PROBLEM TO SOLVE ▸
An exact copy of the entries is needed, with every line included.

DATA SECTION ▸
----------------

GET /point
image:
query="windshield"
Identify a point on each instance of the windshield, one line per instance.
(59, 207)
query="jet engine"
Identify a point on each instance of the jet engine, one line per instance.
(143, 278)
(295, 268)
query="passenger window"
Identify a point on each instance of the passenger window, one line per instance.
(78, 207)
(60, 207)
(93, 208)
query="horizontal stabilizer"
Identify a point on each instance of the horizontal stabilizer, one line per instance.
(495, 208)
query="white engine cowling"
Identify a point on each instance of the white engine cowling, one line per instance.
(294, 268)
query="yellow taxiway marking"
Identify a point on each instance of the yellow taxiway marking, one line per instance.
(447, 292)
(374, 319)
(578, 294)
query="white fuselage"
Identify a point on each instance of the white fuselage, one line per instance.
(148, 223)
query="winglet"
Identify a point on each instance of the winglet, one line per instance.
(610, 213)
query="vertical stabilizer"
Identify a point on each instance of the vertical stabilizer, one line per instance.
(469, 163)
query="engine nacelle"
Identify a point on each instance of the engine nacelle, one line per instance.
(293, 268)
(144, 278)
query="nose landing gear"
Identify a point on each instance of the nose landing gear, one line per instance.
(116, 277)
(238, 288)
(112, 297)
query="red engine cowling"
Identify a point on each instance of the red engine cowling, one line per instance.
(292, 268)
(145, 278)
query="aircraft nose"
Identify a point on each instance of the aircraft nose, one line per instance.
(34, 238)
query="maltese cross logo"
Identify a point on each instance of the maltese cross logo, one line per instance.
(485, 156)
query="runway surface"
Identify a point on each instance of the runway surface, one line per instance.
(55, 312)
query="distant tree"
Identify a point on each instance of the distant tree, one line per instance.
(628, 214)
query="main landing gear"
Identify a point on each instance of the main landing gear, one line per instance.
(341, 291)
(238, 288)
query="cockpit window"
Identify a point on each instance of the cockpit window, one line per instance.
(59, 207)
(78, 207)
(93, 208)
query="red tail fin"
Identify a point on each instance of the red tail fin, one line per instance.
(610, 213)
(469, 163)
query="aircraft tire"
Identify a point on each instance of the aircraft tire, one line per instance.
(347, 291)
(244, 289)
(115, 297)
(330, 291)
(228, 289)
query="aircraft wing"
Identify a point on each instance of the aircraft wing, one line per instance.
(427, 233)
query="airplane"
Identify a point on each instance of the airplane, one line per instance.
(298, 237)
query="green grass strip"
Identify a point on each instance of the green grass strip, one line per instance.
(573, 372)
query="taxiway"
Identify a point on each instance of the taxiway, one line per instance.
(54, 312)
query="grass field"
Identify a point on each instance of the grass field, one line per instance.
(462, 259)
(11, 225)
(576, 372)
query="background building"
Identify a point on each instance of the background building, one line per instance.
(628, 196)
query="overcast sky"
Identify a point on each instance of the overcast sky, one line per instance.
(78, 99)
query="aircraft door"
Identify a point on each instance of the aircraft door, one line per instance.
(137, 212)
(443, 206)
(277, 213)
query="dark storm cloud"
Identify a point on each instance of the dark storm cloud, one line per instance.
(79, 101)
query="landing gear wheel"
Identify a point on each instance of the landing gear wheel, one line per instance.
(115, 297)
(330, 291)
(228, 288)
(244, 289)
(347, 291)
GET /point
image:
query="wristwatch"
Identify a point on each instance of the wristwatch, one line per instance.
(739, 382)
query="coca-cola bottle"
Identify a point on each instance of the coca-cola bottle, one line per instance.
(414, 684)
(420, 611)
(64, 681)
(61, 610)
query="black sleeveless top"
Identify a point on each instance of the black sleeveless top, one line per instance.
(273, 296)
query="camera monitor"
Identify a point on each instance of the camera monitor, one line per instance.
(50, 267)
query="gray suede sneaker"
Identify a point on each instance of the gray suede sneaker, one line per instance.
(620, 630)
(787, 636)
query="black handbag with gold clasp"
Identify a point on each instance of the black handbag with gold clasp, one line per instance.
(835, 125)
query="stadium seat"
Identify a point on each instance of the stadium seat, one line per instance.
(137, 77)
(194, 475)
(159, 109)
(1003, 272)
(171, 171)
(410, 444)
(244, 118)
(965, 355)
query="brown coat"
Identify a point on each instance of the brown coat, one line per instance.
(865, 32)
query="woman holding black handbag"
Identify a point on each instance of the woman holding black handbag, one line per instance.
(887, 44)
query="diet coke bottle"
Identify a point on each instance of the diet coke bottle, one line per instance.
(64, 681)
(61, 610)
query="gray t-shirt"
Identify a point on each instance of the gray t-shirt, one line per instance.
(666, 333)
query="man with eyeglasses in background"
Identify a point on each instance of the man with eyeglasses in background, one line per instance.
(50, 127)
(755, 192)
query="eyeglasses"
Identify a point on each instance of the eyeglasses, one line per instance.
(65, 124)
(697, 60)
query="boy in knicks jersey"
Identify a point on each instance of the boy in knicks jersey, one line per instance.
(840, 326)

----------------

REPLY TO THE TASK ▸
GET /point
image:
query="windshield"
Identify a point on each instance of the windshield, one line per instance.
(59, 207)
query="jet engine"
Identify a point on each instance of the jet engine, one line per instance.
(143, 278)
(295, 268)
query="passenger window"
Identify a point on each instance of the passenger window, one line per instance.
(78, 207)
(60, 207)
(93, 208)
query="horizontal stabilizer"
Identify a point on each instance of the horizontal stabilizer, one line per instance.
(495, 208)
query="white engine cowling"
Identify a point on each instance of the white engine cowling, one line per instance.
(294, 268)
query="yellow taxiway marking"
Identify a point on each instance of the yellow taxiway marking, one line per instance.
(447, 292)
(374, 319)
(578, 294)
query="white fuselage"
Identify a point on each instance of the white fuselage, one line per instance.
(148, 223)
query="winglet"
Identify a point on each instance of the winglet, one line per instance.
(610, 213)
query="vertical stabilizer"
Identify a point on each instance of the vertical stabilizer, one line per instance.
(469, 163)
query="engine nacelle"
Identify a point on each instance of the engine nacelle, one line per instance.
(293, 268)
(144, 278)
query="nose landing gear"
Identify a point on each instance of the nose landing gear, one line per instance.
(116, 277)
(238, 288)
(112, 297)
query="red engine cowling"
Identify a point on each instance of the red engine cowling, one line per instance.
(292, 268)
(145, 278)
query="aircraft nose"
Identify a point on each instance of the aircraft nose, one line per instance.
(34, 238)
query="maltese cross logo"
Identify a point on each instance of the maltese cross logo, one line per instance.
(485, 156)
query="runway surface"
Identify a point on each instance of the runway surface, one line per instance.
(55, 312)
query="distant tree"
Identify a point on each instance of the distant tree, one line per instance.
(628, 214)
query="main landing gear"
Identify a point on each instance of the main landing gear, one line per instance.
(341, 291)
(238, 288)
query="cockpit window"
Identify a point on each instance of the cockpit window, one line per instance.
(59, 207)
(78, 207)
(93, 208)
query="red tail fin"
Identify a point on each instance of the red tail fin, one line per instance.
(610, 213)
(469, 163)
query="aircraft tire"
Identify a point on each instance of the aircraft tire, one line per instance.
(347, 291)
(244, 289)
(115, 297)
(330, 291)
(228, 289)
query="aircraft wing"
Identify a point on each instance of the aircraft wing, one line per instance.
(427, 233)
query="airplane"
Identify a point on each instance of the airplane, one line per instance.
(298, 237)
query="green grass strip"
Identify a point on each instance of the green grass strip, one line per instance.
(573, 372)
query="taxiway"
Identify a point on each instance of the taxiway, one line per instance.
(54, 312)
query="grass field"
Identify a point on each instance of the grass field, one line per instance.
(462, 259)
(11, 225)
(576, 372)
query="background building"
Identify a point on each instance of the background building, one line per instance.
(628, 196)
query="overcast sky"
Identify a point on each instance of the overcast sky, one line per instance.
(78, 99)
query="aircraft door"
Identify a point on each instance of the aircraft door, one line per instance.
(137, 212)
(443, 206)
(277, 213)
query="dark storm cloud"
Identify a point on each instance of the dark storm cloud, one line per instance.
(79, 101)
query="landing gear wheel"
Identify a point on each instance of the landing gear wheel, one line per instance.
(115, 297)
(330, 291)
(228, 288)
(244, 289)
(347, 291)
GET /point
image:
query="wristwatch"
Identify a point on each instance of the wristwatch, one line per instance.
(739, 382)
query="coca-cola bottle"
Identify a point on each instance of the coca-cola bottle, one line per instance.
(414, 684)
(420, 611)
(64, 681)
(61, 610)
query="black sleeveless top"
Identify a point on each instance of the black sleeveless top, one line per instance.
(273, 296)
query="camera monitor"
Identify a point on each instance of the camera monitor, one line per instance.
(50, 267)
query="gray suede sneaker"
Identify a point on each instance of the gray suede sneaker, one line per instance.
(620, 630)
(787, 636)
query="black handbag with gold clasp"
Identify a point on each instance of the black handbag with gold clasp, one line per instance.
(835, 125)
query="stadium seat"
Identify a point on each instance of the stadium seat, one line per instance.
(137, 77)
(194, 475)
(159, 109)
(1003, 272)
(171, 171)
(410, 444)
(244, 118)
(965, 355)
query="brown coat"
Identify a point on each instance of the brown coat, one line per instance.
(865, 32)
query="woman holding black handbag"
Identify a point on each instance of the woman holding black handbag, one line per instance.
(887, 44)
query="diet coke bottle"
Identify a point on each instance of the diet coke bottle, one line per instance.
(64, 681)
(61, 610)
query="gray t-shirt"
Identify a point on each instance of the gray t-shirt, one line per instance.
(666, 333)
query="man with eyeglasses in background"
Identify a point on each instance of the man with eyeglasses in background, one line per instance.
(50, 127)
(755, 192)
query="eyeglasses"
Identify a point on each instance of the eyeglasses, one line per instance.
(65, 124)
(697, 60)
query="boy in knicks jersey"
Identify a point on each instance of the boy in knicks jersey, one line per instance.
(840, 326)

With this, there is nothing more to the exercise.